> The input
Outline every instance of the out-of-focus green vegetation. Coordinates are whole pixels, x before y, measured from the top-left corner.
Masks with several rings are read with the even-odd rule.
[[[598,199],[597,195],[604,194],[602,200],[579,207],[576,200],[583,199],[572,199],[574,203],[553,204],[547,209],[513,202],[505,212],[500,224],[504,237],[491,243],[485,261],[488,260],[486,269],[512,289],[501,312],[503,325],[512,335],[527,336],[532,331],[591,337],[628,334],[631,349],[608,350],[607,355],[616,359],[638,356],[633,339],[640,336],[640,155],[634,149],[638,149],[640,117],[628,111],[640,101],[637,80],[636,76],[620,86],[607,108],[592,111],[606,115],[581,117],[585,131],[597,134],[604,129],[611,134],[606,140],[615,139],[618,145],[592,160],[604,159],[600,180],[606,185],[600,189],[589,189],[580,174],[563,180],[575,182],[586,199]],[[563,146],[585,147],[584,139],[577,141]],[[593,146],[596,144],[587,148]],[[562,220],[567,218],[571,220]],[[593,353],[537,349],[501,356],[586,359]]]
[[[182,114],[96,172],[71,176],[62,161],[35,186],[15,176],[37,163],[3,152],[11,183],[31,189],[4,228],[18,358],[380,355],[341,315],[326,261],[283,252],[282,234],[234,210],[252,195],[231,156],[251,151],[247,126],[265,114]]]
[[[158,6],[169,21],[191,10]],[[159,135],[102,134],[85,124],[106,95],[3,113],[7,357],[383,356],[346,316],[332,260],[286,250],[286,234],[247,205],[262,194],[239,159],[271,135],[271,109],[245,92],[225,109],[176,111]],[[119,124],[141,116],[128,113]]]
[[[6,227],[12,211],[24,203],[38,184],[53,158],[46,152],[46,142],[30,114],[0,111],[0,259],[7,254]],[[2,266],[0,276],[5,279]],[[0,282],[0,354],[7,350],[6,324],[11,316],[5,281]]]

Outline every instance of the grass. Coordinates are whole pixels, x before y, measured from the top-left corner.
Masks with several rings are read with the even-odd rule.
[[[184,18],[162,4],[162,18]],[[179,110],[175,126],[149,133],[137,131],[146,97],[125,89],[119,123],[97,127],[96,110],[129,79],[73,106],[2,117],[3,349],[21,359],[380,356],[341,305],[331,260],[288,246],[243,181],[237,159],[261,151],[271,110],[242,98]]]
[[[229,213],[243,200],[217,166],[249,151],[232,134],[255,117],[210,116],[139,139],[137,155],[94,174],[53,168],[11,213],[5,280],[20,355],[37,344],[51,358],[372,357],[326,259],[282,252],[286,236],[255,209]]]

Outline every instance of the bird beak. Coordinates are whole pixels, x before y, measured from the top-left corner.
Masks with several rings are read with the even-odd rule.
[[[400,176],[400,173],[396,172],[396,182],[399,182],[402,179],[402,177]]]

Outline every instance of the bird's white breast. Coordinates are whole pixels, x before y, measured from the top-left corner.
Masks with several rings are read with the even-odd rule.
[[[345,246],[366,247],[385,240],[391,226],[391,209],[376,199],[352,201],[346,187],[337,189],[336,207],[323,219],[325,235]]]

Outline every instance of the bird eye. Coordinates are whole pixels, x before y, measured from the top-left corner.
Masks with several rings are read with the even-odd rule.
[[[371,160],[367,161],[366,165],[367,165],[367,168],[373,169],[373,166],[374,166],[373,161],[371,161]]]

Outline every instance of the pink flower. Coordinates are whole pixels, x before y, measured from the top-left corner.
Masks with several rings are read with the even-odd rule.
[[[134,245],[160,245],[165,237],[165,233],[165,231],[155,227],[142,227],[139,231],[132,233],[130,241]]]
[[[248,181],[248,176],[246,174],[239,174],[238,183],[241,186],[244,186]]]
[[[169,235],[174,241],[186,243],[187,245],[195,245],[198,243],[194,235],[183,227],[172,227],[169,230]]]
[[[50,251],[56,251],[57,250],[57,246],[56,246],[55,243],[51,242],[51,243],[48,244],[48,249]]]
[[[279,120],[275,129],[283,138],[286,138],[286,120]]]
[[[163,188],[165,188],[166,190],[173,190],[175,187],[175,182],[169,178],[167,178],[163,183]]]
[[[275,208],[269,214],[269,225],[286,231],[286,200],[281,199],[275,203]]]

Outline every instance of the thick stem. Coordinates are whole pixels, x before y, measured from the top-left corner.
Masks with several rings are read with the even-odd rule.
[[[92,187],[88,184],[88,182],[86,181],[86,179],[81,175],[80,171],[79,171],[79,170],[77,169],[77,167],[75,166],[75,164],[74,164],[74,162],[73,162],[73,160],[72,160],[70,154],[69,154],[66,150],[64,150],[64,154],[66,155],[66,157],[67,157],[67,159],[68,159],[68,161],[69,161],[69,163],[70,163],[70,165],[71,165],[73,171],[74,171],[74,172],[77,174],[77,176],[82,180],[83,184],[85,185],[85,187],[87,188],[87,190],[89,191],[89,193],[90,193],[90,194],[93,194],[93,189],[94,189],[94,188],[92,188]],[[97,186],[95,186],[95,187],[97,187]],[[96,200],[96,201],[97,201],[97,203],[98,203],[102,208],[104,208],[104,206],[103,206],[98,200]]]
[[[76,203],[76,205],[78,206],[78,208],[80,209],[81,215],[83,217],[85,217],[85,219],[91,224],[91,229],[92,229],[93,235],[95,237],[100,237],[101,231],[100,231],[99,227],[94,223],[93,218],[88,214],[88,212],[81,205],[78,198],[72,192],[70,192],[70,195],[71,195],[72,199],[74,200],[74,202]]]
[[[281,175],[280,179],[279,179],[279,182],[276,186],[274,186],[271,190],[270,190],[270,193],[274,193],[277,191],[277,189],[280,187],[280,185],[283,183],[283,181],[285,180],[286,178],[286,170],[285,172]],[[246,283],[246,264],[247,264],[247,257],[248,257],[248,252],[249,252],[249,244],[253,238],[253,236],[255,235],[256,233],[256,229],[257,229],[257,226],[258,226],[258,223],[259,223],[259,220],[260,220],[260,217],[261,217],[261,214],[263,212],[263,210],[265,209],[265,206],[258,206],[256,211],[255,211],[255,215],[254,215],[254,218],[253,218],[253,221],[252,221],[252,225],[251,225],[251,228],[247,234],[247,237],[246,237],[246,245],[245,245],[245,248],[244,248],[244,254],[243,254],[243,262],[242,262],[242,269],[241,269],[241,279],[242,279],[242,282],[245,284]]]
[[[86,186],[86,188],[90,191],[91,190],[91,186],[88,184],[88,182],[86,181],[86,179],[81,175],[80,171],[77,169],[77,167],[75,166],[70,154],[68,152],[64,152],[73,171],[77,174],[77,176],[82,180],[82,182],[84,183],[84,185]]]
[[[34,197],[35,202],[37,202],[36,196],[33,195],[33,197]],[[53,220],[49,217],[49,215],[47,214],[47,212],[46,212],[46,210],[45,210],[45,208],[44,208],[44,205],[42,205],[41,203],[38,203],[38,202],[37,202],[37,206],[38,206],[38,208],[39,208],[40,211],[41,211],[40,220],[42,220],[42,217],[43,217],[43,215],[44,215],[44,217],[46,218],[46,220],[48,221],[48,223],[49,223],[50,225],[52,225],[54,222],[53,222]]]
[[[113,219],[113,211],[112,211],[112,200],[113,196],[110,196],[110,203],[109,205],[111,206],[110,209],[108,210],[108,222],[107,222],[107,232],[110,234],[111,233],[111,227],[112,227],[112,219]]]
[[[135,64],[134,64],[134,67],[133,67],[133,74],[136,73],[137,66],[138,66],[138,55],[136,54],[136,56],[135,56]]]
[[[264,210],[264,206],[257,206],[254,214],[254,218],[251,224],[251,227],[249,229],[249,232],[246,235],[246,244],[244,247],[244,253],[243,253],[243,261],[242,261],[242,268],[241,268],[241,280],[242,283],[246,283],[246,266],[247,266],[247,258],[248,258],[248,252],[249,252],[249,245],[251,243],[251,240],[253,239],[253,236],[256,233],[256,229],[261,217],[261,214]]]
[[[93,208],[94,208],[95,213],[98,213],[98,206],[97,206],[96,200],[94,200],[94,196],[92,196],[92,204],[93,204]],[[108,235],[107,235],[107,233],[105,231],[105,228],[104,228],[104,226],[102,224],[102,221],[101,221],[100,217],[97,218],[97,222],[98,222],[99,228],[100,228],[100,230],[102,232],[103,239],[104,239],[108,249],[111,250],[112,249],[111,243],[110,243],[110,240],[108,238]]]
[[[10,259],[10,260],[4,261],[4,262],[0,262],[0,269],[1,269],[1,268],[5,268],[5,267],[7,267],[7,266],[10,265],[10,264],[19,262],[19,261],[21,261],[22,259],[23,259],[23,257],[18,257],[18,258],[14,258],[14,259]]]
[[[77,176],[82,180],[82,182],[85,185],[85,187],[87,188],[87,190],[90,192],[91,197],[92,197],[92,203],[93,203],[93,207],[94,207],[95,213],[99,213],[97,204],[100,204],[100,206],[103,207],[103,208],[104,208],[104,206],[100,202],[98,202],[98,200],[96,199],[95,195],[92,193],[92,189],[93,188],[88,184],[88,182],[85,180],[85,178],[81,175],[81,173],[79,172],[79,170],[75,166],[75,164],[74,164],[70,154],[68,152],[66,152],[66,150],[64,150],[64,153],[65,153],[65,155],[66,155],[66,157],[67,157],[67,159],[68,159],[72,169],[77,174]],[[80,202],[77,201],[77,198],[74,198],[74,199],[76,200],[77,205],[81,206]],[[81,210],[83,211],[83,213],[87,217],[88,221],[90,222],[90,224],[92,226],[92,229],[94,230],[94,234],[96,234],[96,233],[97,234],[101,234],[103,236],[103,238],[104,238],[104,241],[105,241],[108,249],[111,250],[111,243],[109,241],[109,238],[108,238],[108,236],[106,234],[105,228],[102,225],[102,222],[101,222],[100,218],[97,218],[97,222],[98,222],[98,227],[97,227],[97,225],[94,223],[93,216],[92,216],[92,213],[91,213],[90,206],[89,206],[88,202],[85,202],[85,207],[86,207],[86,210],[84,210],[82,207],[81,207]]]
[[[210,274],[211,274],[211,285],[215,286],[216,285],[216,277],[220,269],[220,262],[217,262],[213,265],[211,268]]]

> Goal of the exercise
Show every line above in which the word "Coordinates" occurs.

> Output for this task
Outline every instance of the out-of-focus green vegetation. Coordinates are whole pixels, x before y, measured from the top-left corner.
Outline every instance of the grass. Coordinates are whole pixels, x before y, measured from the top-left corner.
Outline every instance of the bird beak. Coordinates are whole pixels, x before y, measured from the top-left corner.
Outline every instance of the bird's white breast. Coordinates are whole pixels, x before y, measured from the top-left corner.
Outline every instance of the bird eye. Coordinates are whole pixels, x before y, measured from the top-left corner.
Outline every instance of the pink flower. Coordinates are whole pixels, x before y, measured from the top-left corner.
Outline every instance of the thick stem. Coordinates are whole pixels, x before y, measured from the top-left corner.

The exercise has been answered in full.